选定文本:
Can you answer these queries V SPOJ

recursion有一个整数序列a[n]。现在recursion有m次询问，每次她想知道Max { A[i]+A[i+1]+...+A[j] ; x1 <= i <= y1 , x2 <= j <= y2 , x1 <= x2 , y1 <= y2 }。这么简单的题，recursion当然会做啦，但是为了维持她的傲娇属性，她决定考考你。

Input
输入的第一行为数据组数。对于每组数据，第一行包含一个正整数n和长度为n的序列a[n]。接下来一行有一个正整数m。下面m行分别描述m个询问，每行包含四个整数x1,y1,x2,y2。

Output
对于每组数据输出m行，分别表示m个询问的答案

Sample Input
2
6 3 -2 1 -4 5 2
2
1 1 2 3
1 3 2 5
1 1
1
1 1 1 1
Sample Output
2
3
1

Hint
|A[i]|<=10000,1<=N<=10000,1<=M<=10000

思路：

首先用https://vjudge.net/problem/SPOJ-GSS3 这题的模板可以维护正常的区间询问，单点修改的线段树维护区间最大子段和问题。

然后对于题目的给定两个区间中分别选一个l和r问题，

我们进行分类讨论，我们看答案可能是哪种情况。

首先，如果x2>y1 那么答案就是 ( x1~y1 )中最大后缀数值+ ( y1~x2 ) 区间的数值sum和+ ( x2 + y2 中区间的最大前缀和 )

否则 两个区间就一定有交叉的分布

即 数值的从小到大的顺序是这样： x1，x2，y1 , y2

那么答案可能是以下三种情况：

1、x2~y1 中的最大子段和。

2、l在 x1~x2 之间，y在x2~y2区间

3、l在x1~y1 之间，y在y1~y2 区间，

这三种情况就包含了所有可能。

细节见代码：

#include <iostream>
#include <cstdio>
#include <cstring>
#include <algorithm>
#include <cmath>
#include <queue>
#include <stack>
#include <map>
#include <set>
#include <vector>
#include <iomanip>
#define ALL(x) (x).begin(), (x).end()
#define sz(a) int(a.size())
#define all(a) a.begin(), a.end()
#define rep(i,x,n) for(int i=x;i<n;i++)
#define repd(i,x,n) for(int i=x;i<=n;i++)

任务要求:
(A) 根据这篇题解回答下列问题：
(i) 按输入说明，每个输入的第一行给出的是什么？
(ii) 提示部分给出的N的取值范围是多少？
(iii) 两个区间有交叉时，四个数值从小到大的顺序是怎样的？
(B) 请逐字抄写这篇题解中的一段：从含有"首先，如果x2>y1 那么答案就是 ( x1~y1"的地方开始，抄到"1、x2~y1 中的最大子段和。"为止。

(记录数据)
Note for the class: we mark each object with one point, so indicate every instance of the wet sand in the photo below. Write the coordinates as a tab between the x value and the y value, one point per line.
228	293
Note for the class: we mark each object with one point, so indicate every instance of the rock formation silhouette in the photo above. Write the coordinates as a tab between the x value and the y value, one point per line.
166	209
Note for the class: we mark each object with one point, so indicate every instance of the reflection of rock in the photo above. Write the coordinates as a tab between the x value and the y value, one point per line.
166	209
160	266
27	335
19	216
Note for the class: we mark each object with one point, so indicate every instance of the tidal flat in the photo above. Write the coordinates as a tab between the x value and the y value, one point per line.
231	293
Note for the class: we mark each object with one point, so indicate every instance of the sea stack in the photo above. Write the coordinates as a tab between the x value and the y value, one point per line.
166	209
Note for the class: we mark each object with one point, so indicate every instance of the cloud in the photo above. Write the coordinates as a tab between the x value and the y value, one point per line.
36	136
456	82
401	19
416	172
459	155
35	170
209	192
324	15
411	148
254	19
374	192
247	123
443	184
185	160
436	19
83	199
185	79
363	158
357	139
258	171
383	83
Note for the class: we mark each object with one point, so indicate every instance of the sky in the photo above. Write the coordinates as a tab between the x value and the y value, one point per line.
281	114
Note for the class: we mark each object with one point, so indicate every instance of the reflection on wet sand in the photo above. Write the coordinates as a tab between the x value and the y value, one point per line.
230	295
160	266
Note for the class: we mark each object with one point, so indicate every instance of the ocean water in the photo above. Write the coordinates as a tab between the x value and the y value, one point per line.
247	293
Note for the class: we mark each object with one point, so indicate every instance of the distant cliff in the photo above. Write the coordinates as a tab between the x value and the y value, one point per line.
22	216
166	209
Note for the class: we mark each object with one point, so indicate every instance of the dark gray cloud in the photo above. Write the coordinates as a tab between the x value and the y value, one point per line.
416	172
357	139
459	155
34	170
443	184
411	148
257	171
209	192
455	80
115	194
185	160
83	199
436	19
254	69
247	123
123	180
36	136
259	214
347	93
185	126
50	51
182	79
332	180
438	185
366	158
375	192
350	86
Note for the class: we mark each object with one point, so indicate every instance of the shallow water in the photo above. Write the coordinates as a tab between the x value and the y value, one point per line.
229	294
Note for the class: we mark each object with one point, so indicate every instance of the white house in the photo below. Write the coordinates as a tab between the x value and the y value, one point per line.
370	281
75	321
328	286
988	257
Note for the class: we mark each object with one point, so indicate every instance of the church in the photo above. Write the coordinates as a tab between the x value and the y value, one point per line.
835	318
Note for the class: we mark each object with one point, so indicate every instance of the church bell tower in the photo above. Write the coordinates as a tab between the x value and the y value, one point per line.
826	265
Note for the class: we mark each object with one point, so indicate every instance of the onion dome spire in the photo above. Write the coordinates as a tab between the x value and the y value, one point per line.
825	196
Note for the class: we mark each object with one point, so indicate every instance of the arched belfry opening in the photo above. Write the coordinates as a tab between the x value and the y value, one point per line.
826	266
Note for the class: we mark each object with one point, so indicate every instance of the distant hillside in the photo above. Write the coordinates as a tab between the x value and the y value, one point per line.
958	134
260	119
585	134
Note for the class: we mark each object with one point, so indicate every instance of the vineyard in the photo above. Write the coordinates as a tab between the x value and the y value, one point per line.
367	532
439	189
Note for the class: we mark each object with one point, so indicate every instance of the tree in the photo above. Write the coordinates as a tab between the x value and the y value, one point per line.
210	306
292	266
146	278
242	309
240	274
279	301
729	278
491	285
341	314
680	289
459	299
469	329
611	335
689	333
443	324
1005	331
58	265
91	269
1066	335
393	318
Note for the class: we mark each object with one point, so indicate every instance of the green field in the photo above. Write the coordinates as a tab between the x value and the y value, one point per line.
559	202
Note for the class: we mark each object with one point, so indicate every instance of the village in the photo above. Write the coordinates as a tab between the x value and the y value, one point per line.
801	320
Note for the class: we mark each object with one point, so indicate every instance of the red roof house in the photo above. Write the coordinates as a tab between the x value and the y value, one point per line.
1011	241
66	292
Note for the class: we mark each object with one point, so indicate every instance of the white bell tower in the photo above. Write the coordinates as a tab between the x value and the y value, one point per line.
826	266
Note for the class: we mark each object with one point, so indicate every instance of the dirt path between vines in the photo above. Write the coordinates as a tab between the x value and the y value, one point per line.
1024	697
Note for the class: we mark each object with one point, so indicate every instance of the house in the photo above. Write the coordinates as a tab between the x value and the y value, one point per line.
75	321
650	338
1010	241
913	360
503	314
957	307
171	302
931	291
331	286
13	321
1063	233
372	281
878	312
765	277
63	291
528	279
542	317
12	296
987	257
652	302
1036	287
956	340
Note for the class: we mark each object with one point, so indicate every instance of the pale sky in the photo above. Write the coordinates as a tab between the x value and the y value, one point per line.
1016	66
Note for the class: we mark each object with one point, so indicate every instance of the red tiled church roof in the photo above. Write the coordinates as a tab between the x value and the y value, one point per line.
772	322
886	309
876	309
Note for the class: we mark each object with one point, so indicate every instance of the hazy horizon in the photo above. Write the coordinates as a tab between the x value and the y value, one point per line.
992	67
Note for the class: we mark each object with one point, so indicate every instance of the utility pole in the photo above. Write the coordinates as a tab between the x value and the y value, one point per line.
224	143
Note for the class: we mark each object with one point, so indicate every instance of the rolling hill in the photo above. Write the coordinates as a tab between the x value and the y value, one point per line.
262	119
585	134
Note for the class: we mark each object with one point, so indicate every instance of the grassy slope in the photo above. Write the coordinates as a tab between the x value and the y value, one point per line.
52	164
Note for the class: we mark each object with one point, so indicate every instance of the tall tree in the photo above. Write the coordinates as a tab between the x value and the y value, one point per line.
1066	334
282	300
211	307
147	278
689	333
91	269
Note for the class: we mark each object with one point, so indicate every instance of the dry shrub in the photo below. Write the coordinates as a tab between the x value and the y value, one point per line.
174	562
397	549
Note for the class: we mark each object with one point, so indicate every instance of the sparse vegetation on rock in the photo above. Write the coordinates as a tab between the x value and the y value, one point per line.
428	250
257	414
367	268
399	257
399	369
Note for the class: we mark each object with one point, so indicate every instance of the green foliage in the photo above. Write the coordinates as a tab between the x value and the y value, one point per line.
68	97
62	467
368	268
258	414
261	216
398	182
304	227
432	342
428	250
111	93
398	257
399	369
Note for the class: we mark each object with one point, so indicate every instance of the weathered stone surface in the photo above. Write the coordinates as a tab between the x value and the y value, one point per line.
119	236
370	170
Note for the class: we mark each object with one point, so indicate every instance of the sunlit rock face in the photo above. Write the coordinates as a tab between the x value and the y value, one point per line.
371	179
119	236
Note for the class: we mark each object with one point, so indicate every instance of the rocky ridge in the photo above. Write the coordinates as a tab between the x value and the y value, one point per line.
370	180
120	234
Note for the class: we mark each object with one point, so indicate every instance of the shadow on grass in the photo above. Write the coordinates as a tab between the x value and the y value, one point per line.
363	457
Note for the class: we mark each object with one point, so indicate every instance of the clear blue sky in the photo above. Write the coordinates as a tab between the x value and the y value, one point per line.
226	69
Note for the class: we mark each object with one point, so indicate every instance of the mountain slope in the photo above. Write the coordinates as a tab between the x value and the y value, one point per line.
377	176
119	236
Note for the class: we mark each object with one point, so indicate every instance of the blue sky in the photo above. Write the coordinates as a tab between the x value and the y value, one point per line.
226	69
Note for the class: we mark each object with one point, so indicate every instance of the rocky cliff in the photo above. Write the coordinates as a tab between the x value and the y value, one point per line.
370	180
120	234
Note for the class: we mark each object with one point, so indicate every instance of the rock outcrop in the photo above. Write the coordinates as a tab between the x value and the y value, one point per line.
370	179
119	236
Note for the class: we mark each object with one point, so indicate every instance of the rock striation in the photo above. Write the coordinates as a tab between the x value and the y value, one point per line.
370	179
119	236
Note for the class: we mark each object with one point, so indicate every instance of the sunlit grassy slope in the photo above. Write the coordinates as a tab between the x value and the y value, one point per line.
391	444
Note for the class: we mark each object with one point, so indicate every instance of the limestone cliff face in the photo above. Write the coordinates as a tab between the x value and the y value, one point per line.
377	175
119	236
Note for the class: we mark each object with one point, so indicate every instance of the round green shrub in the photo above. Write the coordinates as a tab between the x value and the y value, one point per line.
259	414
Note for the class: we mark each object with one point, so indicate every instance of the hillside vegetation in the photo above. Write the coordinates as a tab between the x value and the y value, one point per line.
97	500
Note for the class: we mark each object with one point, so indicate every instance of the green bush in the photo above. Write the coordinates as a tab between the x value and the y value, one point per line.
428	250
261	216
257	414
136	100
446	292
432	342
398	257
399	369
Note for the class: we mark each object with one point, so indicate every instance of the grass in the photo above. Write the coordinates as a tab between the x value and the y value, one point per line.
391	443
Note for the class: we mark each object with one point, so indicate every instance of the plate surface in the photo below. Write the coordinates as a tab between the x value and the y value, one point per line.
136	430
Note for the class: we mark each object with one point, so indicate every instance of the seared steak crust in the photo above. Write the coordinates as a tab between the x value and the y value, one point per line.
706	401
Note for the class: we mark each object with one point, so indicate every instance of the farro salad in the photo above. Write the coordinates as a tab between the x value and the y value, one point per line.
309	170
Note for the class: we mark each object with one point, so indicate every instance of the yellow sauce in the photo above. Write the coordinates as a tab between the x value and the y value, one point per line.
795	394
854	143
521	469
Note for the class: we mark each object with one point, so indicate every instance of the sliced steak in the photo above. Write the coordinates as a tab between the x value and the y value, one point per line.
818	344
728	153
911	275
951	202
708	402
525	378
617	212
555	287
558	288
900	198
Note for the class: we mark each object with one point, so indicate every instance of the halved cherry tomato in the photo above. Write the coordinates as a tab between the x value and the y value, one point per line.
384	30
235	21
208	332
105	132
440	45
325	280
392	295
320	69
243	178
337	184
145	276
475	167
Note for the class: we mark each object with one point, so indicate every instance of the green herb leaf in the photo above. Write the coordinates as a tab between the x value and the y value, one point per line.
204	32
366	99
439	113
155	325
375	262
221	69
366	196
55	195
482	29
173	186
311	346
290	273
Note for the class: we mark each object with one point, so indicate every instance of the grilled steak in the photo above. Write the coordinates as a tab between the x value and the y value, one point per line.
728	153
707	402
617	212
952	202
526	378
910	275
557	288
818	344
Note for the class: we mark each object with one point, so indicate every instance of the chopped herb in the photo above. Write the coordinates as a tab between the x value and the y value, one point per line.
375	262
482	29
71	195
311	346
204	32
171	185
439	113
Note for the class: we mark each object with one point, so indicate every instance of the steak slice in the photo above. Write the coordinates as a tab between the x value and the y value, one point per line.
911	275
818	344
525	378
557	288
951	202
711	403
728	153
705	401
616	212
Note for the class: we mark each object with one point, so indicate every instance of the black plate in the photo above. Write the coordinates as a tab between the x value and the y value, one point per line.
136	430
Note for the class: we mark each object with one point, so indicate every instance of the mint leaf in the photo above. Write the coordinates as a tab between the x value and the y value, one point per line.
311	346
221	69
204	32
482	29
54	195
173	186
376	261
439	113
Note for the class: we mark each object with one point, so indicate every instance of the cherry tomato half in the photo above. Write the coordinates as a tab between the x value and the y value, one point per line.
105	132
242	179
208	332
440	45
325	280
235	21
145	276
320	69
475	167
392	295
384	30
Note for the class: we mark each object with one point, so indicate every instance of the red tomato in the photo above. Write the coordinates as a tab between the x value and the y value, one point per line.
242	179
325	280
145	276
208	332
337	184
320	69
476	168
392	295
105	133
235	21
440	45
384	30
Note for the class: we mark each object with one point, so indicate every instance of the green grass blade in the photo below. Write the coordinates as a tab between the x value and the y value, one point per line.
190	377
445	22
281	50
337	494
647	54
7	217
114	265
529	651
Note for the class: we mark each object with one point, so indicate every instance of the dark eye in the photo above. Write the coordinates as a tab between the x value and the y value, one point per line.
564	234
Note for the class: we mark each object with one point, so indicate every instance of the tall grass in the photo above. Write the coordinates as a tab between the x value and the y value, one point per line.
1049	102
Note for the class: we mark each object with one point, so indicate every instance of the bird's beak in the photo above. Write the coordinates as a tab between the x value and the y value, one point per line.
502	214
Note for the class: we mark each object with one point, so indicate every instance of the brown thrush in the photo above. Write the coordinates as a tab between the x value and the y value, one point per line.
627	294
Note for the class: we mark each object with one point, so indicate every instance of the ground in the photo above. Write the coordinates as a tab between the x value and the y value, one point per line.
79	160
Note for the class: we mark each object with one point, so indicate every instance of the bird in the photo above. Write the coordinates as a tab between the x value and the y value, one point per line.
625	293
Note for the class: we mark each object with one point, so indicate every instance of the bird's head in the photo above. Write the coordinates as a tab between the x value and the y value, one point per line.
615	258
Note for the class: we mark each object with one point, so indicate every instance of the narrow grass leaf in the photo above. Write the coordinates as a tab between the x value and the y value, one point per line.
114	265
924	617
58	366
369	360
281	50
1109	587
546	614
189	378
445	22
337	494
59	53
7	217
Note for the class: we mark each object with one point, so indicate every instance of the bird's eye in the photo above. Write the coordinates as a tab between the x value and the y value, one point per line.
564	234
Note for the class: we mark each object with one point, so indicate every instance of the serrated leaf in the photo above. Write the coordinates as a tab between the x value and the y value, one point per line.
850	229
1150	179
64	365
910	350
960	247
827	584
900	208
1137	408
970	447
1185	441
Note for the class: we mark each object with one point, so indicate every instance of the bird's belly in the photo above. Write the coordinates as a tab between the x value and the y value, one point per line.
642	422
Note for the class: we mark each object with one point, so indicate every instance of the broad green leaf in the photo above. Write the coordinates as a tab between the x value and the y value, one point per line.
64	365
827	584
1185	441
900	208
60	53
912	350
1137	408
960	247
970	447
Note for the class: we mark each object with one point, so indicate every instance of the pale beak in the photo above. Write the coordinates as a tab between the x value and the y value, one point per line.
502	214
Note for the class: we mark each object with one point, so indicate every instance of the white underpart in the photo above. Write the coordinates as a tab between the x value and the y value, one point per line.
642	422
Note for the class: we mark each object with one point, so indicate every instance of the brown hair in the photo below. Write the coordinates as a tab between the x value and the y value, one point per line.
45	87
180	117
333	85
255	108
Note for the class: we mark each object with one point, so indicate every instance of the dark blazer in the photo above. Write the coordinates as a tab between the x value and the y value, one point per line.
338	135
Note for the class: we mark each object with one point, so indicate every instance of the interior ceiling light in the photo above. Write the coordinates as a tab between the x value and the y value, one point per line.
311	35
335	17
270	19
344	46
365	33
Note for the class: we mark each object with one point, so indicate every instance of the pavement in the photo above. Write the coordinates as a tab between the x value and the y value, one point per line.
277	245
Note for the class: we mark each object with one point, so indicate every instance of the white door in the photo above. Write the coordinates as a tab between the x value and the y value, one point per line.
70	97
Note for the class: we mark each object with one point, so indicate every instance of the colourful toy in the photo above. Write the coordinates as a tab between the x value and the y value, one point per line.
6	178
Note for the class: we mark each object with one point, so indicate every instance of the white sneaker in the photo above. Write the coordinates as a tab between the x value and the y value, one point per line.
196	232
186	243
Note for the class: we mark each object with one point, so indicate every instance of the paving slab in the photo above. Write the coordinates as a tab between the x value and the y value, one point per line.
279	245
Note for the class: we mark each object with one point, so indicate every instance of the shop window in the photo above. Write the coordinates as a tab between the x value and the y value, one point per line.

各题答案:
(A)
(i) 数据组数。
(ii) 1<=N<=10000。
(iii) x1，x2，y1，y2。

(B)
首先，如果x2>y1 那么答案就是 ( x1~y1 )中最大后缀数值+ ( y1~x2 ) 区间的数值sum和+ ( x2 + y2 中区间的最大前缀和 )

否则 两个区间就一定有交叉的分布

即 数值的从小到大的顺序是这样： x1，x2，y1 , y2

那么答案可能是以下三种情况：

1、x2~y1 中的最大子段和。